ARTIGO >>
^^^^^^^^^^^^^^^^

O problema do pólo democrático no momento é o trabalho de construção, o qual vai necessitar de um nome à altura, alguém que consiga falar com a firmeza necessária na defesa dos pontos de vistas democráticos, republicanos. e civilizatórios. Mais uma vez precisaremos repetir o que nos norteou há mais de uma década no Cidadania/PPS, a radicalidade democrática. Será preciso radicalizar na defesa de postos de vistas, o que não implica em dizer radicalizar contra pessoas, mas sim, na defesa de uma agenda positiva para o país. Precisamos ser generosos e respeitar aqueles que votaram no Bolsonaro, aqueles que votaram no PT, devemos ouví-los e só conseguiremos atrair os milhões de votos dos arrependidos ou que estão em dúvida se apresentarmos propostas de futuro ao invés de ruminar o passado. A tarefa que temos pela frente é dura, e a realidade que pode se impor, inclusive de caos social e econômico, que tende a potencializar extremos.
Retomando a Keegan, o pior que uma tropa pode fazer é virar fuzis e sair correndo em disparada, as baixas são muito maiores do que um recuo ordenado. Como diziam os antigos comunas, não se deixe morrer com o estampido do tiro. Flertar com a viuvez do lulismo agora é o pior que o pólo democrático poderia fazer e talvez comprometa sua existência. A radicalidade deve se dar na construção de um caminho que atenda à demanda de um novo futuro por parte da sociedade que não deseja, em sua maioria, a volta do petismo, do mensalão, petrolão ou o que seja, mas também não quer o autoritarismo negacionista e patriarcal de Bolsonaro.

^^^^^^^^^^^^^^^^

DADOS EXTRAÍDOS >>
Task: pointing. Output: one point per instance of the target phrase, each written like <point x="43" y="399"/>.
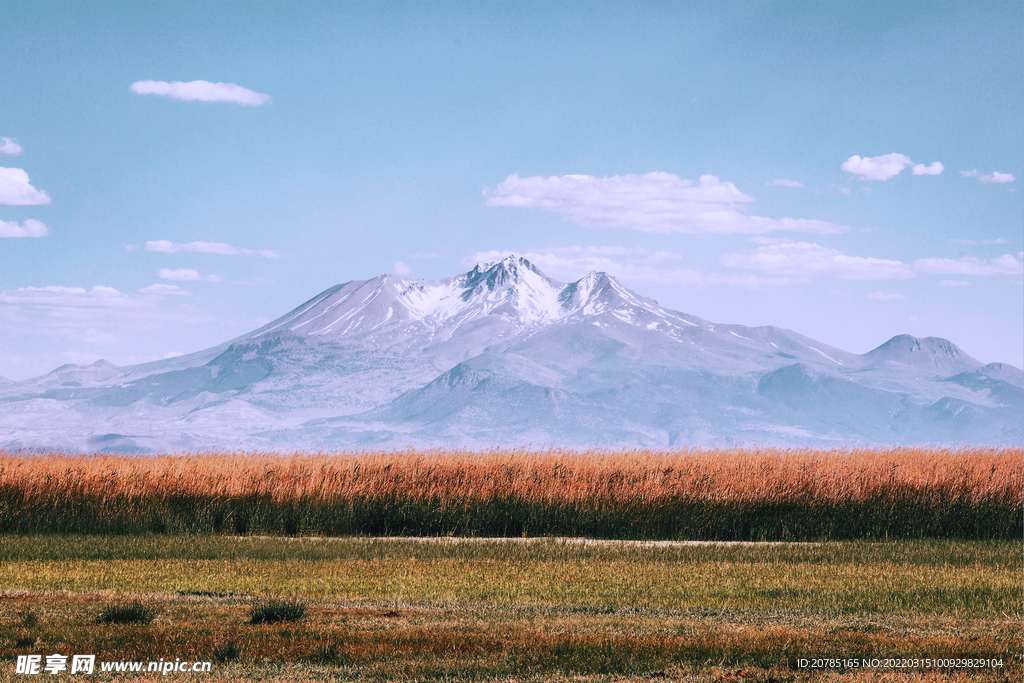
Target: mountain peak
<point x="508" y="270"/>
<point x="930" y="353"/>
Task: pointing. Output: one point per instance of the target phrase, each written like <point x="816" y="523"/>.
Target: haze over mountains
<point x="503" y="354"/>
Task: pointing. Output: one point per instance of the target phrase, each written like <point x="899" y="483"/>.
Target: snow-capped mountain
<point x="503" y="354"/>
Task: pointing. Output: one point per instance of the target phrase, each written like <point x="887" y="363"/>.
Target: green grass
<point x="538" y="609"/>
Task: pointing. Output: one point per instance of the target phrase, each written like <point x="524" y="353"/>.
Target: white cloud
<point x="631" y="264"/>
<point x="651" y="203"/>
<point x="16" y="190"/>
<point x="802" y="259"/>
<point x="163" y="290"/>
<point x="994" y="176"/>
<point x="9" y="146"/>
<point x="168" y="247"/>
<point x="935" y="168"/>
<point x="29" y="228"/>
<point x="877" y="168"/>
<point x="187" y="275"/>
<point x="969" y="265"/>
<point x="203" y="91"/>
<point x="977" y="243"/>
<point x="997" y="177"/>
<point x="806" y="260"/>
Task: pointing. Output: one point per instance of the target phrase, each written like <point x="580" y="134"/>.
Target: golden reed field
<point x="745" y="495"/>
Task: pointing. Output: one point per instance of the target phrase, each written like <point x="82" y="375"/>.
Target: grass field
<point x="698" y="565"/>
<point x="534" y="609"/>
<point x="737" y="495"/>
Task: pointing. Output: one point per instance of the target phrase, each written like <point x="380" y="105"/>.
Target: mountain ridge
<point x="504" y="354"/>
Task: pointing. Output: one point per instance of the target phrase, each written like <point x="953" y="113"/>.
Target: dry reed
<point x="709" y="495"/>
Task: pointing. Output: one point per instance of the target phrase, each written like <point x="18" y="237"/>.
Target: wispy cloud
<point x="163" y="290"/>
<point x="168" y="247"/>
<point x="935" y="168"/>
<point x="9" y="146"/>
<point x="47" y="326"/>
<point x="888" y="166"/>
<point x="202" y="91"/>
<point x="978" y="243"/>
<point x="651" y="203"/>
<point x="29" y="228"/>
<point x="807" y="260"/>
<point x="187" y="275"/>
<point x="969" y="265"/>
<point x="994" y="176"/>
<point x="631" y="264"/>
<point x="16" y="190"/>
<point x="997" y="177"/>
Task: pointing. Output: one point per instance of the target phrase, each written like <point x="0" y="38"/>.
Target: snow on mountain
<point x="503" y="354"/>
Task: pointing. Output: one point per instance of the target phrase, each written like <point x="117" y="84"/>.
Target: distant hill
<point x="503" y="354"/>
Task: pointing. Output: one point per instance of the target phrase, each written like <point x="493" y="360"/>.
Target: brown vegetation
<point x="712" y="495"/>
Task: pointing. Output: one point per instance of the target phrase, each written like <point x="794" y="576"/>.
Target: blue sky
<point x="752" y="163"/>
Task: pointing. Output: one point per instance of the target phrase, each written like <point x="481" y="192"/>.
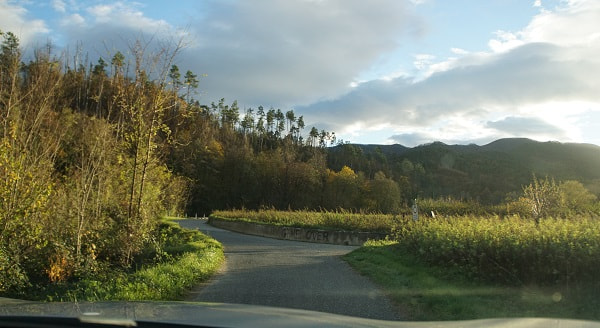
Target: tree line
<point x="91" y="154"/>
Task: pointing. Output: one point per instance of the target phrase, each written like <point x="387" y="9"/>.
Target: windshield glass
<point x="413" y="160"/>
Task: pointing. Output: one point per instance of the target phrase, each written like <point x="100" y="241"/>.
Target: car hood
<point x="238" y="315"/>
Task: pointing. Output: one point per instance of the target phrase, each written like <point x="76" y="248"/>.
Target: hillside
<point x="485" y="173"/>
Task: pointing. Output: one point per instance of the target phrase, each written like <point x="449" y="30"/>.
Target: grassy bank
<point x="433" y="292"/>
<point x="338" y="220"/>
<point x="182" y="259"/>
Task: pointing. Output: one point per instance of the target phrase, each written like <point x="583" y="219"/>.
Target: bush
<point x="510" y="250"/>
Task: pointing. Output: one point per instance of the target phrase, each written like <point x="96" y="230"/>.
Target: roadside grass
<point x="428" y="292"/>
<point x="187" y="258"/>
<point x="337" y="220"/>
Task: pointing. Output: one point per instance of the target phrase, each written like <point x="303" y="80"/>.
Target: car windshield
<point x="399" y="160"/>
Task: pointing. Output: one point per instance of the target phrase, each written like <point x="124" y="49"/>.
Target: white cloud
<point x="293" y="52"/>
<point x="423" y="61"/>
<point x="59" y="5"/>
<point x="532" y="76"/>
<point x="73" y="20"/>
<point x="14" y="18"/>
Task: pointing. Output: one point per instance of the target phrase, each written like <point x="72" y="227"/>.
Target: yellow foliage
<point x="59" y="269"/>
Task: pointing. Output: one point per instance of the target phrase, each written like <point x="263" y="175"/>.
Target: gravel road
<point x="263" y="271"/>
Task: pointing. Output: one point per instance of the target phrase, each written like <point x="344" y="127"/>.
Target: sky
<point x="378" y="71"/>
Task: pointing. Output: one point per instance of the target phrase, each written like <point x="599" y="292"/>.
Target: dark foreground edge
<point x="127" y="314"/>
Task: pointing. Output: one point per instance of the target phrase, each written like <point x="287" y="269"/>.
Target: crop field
<point x="509" y="250"/>
<point x="468" y="267"/>
<point x="342" y="220"/>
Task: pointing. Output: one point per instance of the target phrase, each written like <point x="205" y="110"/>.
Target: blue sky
<point x="381" y="71"/>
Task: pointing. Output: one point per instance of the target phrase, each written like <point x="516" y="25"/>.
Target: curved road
<point x="281" y="273"/>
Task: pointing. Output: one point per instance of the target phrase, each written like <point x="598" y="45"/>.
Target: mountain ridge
<point x="487" y="173"/>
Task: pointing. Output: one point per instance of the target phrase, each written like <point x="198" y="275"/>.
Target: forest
<point x="93" y="153"/>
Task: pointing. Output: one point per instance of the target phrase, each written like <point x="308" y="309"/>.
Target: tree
<point x="543" y="197"/>
<point x="175" y="77"/>
<point x="384" y="194"/>
<point x="191" y="80"/>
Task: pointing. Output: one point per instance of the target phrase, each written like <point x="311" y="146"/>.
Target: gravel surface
<point x="263" y="271"/>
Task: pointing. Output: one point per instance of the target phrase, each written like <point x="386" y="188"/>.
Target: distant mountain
<point x="486" y="173"/>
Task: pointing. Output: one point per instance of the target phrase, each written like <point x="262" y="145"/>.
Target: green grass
<point x="426" y="292"/>
<point x="188" y="258"/>
<point x="337" y="220"/>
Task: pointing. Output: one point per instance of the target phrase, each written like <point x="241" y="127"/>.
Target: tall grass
<point x="182" y="258"/>
<point x="510" y="250"/>
<point x="342" y="220"/>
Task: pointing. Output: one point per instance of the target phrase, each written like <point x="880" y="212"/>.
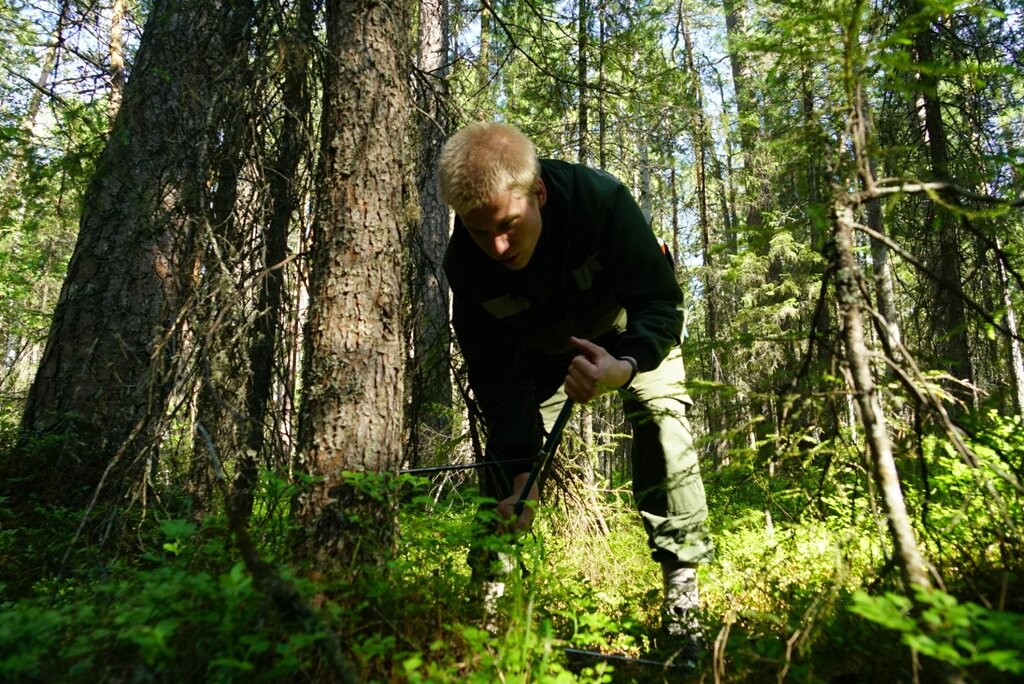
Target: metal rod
<point x="458" y="466"/>
<point x="622" y="658"/>
<point x="546" y="451"/>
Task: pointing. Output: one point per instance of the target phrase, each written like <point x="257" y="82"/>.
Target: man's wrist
<point x="633" y="370"/>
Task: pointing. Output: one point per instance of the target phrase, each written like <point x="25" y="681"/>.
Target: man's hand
<point x="506" y="508"/>
<point x="594" y="372"/>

^^^^^^^^^^^^^^^^

LISTA DE TAREFAS >>
A: Responda às perguntas abaixo com base no texto sobre o pólo democrático, marcando cada resposta como a pergunta correspondente:
(i) O que norteou o Cidadania/PPS há mais de uma década?
(ii) Retomando Keegan, qual é o pior que uma tropa pode fazer?
(iii) Além da volta do petismo, o que a sociedade também não quer?
B: Por favor, escreva a continuação do texto sobre o pólo democrático a partir do ponto em que ele termina.

RESPOSTAS POR TAREFA >>
A:
(i) A radicalidade democrática.
(ii) Virar fuzis e sair correndo em disparada.
(iii) O autoritarismo negacionista e patriarcal de Bolsonaro.

B:
Quando perguntaram a Churchill se ele faria acordo com Hitler naquele distante 1940 com a França derrotada e a Inglaterra isolada e acuada em sua ilha, ele proferiu um dos mais belos e importantes discursos da história, no qual avisou que não se renderiam e combateriam no mar, nas praias, nas montanhas, nos campos, com paus e pedras se fosse necessário. Precisamos agora daquele espírito inquebrável, temos um recado a dar: iremos trabalhar incansavelmente, não desanimaremos, iremos enfrentar as adversidades onde for, nas redes, nas ruas, nos diretórios partidários, no congresso, na família e entre amigos. Devemos levar a mensagem de que a ajuda está chegando, e realizaremos juntos um caminho protagonista do futuro, da esperança e do avanço democrático e civilizatório.